*Input for this task:*
- Opening Delimiter -

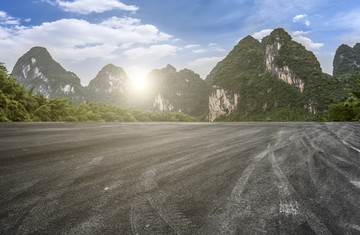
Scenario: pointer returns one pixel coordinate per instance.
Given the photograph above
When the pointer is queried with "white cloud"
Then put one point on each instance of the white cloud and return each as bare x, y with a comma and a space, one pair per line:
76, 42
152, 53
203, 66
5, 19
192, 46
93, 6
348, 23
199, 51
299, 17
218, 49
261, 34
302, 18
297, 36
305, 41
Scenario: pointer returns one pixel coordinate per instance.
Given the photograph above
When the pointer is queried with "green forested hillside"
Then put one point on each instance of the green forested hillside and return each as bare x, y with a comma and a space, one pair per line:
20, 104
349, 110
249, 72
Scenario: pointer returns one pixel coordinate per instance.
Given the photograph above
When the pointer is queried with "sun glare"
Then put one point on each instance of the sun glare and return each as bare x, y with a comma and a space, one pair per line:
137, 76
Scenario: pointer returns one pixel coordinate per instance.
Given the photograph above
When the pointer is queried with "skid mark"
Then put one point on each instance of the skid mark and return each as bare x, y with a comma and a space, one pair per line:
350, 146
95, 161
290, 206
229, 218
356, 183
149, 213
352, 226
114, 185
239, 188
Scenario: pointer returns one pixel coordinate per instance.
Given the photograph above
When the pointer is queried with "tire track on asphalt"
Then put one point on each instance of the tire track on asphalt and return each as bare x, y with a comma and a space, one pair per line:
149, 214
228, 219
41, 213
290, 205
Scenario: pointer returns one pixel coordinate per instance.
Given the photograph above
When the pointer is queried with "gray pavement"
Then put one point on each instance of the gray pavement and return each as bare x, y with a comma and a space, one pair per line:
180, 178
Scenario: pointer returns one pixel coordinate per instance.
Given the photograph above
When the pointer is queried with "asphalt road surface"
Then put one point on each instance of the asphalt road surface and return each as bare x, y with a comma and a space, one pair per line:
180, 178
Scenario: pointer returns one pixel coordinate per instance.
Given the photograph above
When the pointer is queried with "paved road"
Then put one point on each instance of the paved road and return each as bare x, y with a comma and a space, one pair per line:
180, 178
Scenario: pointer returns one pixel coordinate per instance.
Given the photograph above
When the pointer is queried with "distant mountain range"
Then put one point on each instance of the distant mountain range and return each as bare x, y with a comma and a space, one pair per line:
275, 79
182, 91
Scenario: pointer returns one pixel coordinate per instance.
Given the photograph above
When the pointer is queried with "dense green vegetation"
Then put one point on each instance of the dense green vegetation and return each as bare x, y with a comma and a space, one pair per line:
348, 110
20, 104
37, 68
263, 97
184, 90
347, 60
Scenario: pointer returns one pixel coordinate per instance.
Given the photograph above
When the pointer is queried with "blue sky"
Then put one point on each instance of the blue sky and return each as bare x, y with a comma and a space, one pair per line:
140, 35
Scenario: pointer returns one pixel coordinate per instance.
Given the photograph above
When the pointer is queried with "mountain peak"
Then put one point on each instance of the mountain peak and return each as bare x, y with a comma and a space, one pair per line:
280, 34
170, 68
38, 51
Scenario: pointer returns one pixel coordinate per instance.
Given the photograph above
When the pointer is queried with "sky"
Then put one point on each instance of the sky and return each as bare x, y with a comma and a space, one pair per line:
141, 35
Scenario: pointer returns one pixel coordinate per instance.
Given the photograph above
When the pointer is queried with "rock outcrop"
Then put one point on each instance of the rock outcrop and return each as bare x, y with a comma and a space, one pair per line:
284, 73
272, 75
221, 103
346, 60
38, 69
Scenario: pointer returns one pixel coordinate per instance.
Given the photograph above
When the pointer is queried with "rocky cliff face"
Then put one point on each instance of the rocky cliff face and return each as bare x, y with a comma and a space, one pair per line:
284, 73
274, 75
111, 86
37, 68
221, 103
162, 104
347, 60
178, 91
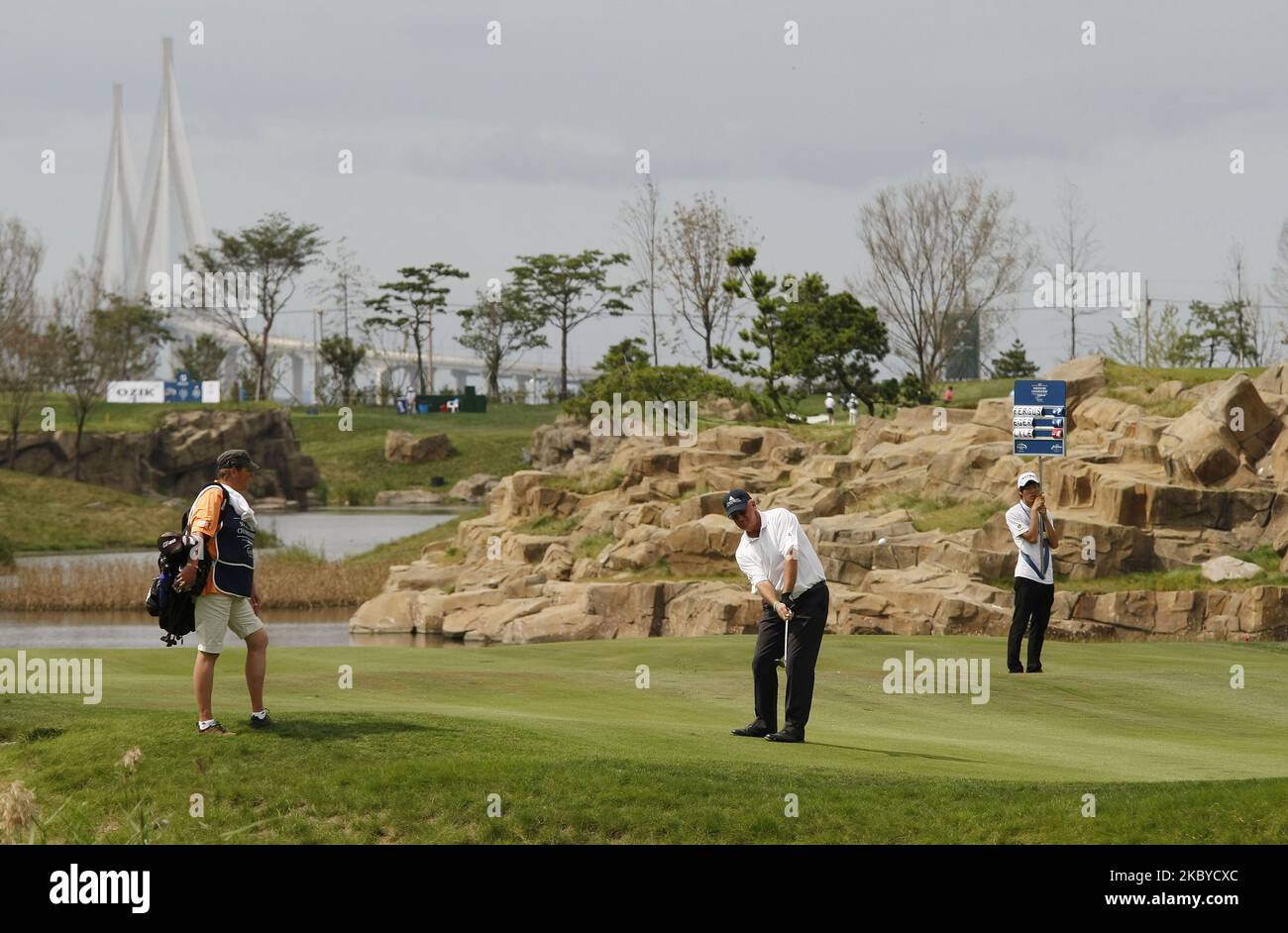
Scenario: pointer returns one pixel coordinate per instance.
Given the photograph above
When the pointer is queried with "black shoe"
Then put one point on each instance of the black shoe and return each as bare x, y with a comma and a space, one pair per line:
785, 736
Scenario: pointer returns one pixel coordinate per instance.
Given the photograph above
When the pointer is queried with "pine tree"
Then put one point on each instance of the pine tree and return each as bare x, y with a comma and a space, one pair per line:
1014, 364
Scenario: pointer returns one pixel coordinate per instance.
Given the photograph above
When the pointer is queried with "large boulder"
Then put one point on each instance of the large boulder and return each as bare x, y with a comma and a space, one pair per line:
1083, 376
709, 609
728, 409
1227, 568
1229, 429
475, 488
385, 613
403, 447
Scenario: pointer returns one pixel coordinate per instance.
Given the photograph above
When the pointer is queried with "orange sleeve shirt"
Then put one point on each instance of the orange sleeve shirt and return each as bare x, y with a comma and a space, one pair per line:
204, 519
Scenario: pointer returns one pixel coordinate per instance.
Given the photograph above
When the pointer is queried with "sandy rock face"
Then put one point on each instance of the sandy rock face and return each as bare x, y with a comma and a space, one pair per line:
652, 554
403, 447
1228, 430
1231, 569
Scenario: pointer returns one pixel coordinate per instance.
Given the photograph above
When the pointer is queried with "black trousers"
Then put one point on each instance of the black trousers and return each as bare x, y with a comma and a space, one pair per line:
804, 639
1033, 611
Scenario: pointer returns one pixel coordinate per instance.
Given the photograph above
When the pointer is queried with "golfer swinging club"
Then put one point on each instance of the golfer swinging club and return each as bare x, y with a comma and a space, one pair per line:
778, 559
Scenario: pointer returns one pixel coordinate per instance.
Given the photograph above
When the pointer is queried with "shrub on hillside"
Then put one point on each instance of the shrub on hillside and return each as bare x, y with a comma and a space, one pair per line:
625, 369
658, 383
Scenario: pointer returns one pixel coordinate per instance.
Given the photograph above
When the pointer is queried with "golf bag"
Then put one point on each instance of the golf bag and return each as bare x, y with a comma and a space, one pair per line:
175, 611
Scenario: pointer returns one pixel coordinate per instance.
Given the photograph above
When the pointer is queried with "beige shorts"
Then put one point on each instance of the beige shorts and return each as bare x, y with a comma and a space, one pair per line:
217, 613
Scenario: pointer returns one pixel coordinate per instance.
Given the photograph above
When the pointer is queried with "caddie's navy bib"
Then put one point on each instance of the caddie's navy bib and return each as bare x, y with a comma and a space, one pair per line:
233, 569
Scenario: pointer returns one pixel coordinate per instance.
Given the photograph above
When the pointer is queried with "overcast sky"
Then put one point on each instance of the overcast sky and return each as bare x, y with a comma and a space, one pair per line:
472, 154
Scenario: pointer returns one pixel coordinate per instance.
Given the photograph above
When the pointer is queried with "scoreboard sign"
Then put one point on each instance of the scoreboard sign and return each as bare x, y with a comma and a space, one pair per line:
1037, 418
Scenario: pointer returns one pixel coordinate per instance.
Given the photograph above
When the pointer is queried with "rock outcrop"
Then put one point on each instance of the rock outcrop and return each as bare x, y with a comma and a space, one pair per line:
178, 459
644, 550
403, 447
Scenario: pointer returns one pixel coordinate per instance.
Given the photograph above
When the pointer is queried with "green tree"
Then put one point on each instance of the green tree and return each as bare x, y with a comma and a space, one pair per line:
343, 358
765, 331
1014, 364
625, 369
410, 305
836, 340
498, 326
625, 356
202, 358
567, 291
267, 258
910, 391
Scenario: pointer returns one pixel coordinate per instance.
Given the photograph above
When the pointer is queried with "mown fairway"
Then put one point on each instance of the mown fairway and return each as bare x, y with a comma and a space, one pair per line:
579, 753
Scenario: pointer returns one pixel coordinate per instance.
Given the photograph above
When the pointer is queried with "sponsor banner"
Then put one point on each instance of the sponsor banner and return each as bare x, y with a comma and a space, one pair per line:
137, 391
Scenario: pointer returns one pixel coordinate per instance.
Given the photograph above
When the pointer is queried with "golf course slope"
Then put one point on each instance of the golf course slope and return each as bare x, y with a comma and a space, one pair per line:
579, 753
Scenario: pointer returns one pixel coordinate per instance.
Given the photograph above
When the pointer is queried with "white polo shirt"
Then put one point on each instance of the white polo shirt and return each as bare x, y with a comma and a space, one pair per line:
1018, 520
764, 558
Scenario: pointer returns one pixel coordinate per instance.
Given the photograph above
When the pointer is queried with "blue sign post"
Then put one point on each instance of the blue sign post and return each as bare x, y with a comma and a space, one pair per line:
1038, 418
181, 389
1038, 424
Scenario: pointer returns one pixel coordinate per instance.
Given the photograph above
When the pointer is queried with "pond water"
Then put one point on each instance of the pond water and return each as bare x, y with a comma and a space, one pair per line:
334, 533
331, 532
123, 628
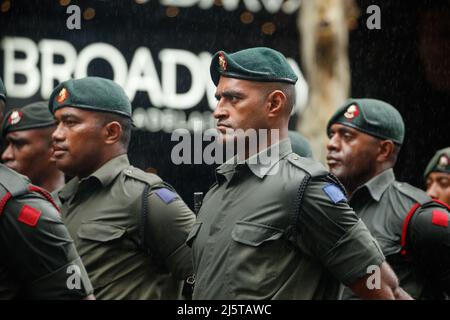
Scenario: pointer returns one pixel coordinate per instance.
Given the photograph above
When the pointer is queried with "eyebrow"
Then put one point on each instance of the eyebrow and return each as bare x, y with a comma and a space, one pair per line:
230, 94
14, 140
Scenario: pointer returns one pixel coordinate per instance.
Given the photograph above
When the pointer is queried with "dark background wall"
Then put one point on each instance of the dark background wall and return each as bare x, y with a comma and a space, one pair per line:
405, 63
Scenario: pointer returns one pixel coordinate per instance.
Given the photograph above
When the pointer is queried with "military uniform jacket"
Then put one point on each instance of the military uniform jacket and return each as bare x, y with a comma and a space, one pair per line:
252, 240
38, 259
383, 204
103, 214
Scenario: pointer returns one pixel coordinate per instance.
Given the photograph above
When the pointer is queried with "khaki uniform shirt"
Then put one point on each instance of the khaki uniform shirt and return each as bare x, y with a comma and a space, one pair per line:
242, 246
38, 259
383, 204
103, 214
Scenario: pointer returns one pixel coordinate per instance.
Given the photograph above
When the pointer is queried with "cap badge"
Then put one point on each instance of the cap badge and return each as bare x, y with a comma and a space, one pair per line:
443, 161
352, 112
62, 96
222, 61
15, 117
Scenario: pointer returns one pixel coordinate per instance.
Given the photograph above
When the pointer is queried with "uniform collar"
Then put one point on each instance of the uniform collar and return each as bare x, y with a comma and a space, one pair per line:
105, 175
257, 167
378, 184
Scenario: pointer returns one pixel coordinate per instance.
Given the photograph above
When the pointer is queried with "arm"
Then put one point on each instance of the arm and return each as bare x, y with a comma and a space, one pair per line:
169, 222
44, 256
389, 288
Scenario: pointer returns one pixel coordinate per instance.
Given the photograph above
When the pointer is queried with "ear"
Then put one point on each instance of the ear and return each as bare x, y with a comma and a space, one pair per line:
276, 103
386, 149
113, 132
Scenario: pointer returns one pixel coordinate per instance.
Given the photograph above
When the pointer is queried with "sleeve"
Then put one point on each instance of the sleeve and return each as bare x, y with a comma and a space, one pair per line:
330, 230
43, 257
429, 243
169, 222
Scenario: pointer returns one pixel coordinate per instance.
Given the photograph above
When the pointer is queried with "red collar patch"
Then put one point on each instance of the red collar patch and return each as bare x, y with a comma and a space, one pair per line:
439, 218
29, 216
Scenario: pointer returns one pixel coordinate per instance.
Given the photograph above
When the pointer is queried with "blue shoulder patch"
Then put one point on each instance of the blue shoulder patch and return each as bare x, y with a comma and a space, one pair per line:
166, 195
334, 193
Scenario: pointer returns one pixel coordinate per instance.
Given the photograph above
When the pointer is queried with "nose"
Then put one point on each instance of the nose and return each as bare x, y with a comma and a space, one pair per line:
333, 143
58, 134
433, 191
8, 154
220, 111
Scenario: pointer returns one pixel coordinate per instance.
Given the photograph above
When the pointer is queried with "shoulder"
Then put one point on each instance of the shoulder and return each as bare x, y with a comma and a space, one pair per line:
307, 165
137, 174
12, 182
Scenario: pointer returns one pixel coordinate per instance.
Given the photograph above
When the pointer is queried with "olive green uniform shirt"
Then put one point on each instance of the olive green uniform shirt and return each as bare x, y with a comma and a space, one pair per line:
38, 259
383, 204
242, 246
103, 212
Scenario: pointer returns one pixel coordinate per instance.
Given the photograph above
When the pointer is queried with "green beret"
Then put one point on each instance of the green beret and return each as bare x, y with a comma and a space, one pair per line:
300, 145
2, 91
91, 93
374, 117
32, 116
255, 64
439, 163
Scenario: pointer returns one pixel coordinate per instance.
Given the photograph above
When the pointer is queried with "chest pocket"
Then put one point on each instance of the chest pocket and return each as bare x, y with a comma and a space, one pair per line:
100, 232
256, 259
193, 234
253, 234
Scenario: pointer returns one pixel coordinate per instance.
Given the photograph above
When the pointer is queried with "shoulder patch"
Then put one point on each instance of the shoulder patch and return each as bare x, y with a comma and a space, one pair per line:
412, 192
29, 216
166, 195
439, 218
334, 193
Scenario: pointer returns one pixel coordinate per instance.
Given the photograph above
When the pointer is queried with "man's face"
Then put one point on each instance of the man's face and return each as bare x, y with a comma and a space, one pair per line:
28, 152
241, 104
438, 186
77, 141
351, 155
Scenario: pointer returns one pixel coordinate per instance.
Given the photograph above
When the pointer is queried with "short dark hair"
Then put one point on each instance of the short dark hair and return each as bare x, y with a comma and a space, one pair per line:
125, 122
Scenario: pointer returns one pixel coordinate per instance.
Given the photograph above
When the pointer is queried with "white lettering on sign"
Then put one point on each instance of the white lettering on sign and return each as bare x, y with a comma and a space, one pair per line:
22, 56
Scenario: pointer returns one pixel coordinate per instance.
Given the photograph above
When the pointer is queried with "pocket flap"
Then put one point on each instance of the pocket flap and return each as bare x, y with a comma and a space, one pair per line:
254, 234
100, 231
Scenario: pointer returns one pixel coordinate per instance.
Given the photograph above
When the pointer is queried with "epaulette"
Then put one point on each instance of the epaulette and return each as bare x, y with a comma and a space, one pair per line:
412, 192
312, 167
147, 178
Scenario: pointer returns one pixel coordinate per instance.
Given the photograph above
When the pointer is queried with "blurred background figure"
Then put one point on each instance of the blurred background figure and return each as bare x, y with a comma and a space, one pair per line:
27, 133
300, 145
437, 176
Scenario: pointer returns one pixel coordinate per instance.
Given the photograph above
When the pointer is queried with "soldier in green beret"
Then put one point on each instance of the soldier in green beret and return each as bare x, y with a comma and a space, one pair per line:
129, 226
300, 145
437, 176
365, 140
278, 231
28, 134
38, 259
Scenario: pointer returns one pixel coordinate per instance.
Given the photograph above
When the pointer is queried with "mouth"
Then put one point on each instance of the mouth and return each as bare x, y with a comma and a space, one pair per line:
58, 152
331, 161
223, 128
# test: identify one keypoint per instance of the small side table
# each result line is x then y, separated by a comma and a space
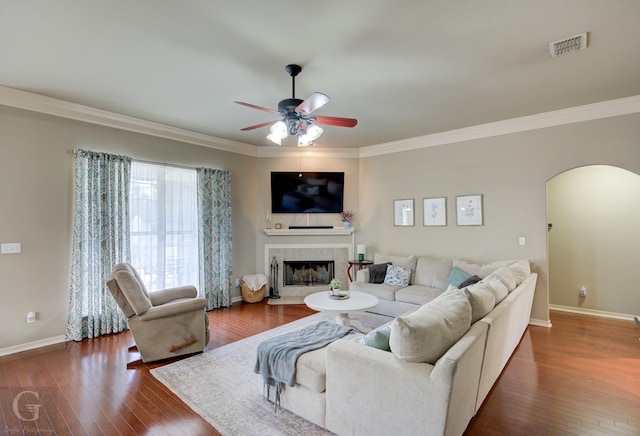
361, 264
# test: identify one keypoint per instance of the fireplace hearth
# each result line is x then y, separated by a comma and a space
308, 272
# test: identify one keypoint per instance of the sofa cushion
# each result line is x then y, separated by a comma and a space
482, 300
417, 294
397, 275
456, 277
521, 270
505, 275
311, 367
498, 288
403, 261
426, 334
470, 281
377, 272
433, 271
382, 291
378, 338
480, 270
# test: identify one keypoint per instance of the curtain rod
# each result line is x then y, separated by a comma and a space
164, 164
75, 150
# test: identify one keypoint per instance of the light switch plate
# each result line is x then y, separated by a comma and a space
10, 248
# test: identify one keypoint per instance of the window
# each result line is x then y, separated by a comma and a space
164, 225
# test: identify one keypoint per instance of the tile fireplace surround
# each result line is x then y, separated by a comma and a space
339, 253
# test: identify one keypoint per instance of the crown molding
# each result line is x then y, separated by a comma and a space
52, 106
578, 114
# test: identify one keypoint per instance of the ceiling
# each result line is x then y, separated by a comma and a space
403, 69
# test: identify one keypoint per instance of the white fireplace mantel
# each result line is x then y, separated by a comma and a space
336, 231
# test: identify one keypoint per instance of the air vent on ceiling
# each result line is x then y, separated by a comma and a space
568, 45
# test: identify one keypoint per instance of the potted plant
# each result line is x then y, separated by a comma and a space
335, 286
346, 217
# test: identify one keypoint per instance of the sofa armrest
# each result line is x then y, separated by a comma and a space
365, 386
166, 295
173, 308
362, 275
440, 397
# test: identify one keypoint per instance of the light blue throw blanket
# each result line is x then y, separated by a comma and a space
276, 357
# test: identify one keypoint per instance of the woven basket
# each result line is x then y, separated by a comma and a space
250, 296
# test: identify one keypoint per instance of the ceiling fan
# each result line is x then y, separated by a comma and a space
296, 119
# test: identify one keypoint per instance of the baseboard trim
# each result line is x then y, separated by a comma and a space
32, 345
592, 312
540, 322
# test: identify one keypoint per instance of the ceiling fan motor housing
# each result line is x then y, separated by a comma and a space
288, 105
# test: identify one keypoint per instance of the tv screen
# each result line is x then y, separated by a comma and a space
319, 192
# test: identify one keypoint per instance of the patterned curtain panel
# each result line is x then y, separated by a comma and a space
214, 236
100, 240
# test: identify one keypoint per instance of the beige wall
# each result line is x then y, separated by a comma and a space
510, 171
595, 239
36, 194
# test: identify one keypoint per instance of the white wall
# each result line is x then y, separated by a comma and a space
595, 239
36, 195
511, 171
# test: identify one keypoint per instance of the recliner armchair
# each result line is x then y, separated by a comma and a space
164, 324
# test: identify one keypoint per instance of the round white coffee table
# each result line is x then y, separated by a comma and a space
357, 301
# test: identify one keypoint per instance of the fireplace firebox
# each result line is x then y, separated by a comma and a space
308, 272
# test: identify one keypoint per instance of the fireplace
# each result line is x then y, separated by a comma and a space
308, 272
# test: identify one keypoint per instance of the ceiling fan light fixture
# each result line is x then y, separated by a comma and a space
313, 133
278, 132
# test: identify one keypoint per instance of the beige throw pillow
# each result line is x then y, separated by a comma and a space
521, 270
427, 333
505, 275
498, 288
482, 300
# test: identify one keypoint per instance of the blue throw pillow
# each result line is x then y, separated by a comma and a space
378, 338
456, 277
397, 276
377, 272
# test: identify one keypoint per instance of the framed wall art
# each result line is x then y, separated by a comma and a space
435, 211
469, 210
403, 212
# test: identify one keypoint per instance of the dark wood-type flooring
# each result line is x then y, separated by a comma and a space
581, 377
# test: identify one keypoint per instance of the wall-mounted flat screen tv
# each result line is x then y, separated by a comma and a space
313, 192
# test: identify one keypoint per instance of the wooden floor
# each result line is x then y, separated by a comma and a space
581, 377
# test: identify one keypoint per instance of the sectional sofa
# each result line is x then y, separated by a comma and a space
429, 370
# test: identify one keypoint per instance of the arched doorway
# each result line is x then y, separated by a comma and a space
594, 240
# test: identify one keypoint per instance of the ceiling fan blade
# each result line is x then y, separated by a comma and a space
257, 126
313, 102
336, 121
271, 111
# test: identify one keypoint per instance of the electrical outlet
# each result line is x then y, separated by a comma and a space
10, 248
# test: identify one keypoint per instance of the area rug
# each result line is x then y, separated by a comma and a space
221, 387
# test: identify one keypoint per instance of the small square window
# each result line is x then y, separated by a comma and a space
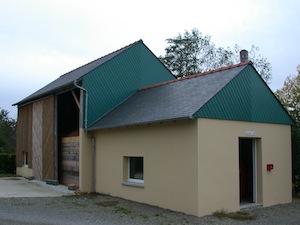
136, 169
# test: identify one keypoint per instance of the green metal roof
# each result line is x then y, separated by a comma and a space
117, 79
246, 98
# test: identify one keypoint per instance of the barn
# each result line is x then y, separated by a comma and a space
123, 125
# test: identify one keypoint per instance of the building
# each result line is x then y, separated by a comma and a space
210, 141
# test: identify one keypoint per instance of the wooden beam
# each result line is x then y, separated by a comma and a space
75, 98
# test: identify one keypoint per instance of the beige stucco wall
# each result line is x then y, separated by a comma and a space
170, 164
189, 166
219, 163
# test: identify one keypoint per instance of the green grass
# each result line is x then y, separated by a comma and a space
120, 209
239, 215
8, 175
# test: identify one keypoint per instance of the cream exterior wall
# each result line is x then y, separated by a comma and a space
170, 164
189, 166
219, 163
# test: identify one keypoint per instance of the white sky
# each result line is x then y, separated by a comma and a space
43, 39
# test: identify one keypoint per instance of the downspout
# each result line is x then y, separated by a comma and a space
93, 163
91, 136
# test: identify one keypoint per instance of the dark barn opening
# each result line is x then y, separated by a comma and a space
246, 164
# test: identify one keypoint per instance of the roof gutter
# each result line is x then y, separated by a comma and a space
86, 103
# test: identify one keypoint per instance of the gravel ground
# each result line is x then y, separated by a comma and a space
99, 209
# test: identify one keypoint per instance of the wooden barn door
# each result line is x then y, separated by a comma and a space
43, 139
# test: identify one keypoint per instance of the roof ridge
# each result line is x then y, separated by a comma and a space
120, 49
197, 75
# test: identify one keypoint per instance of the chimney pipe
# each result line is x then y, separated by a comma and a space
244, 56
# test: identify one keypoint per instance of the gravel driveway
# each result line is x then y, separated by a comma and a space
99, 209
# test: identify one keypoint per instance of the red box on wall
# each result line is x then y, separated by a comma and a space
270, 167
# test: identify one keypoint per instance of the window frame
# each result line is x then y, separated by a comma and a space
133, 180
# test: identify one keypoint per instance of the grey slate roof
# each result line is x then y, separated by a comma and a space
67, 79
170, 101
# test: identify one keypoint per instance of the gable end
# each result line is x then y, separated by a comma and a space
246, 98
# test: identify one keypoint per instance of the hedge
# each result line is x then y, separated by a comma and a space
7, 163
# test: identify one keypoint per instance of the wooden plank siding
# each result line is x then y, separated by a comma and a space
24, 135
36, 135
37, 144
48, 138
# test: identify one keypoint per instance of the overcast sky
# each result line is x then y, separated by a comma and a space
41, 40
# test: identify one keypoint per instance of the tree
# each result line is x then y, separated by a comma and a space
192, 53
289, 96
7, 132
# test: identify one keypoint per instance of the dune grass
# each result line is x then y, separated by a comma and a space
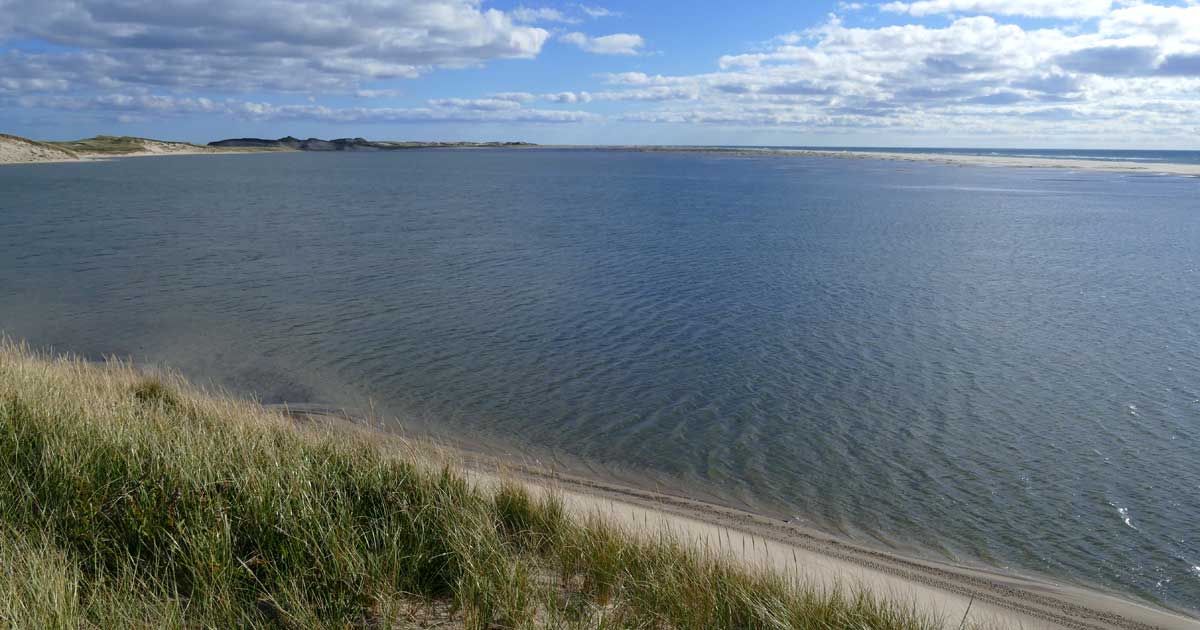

- Closing Delimiter -

*Task instructions:* Lines that contain "window" are the result; find them in the entries above and copy each one.

*Response area:*
# test: identify one keypoint per instance of the window
# test: identify one keypoint per instance of the small square window
# test: identify one keypoint per instance of the window frame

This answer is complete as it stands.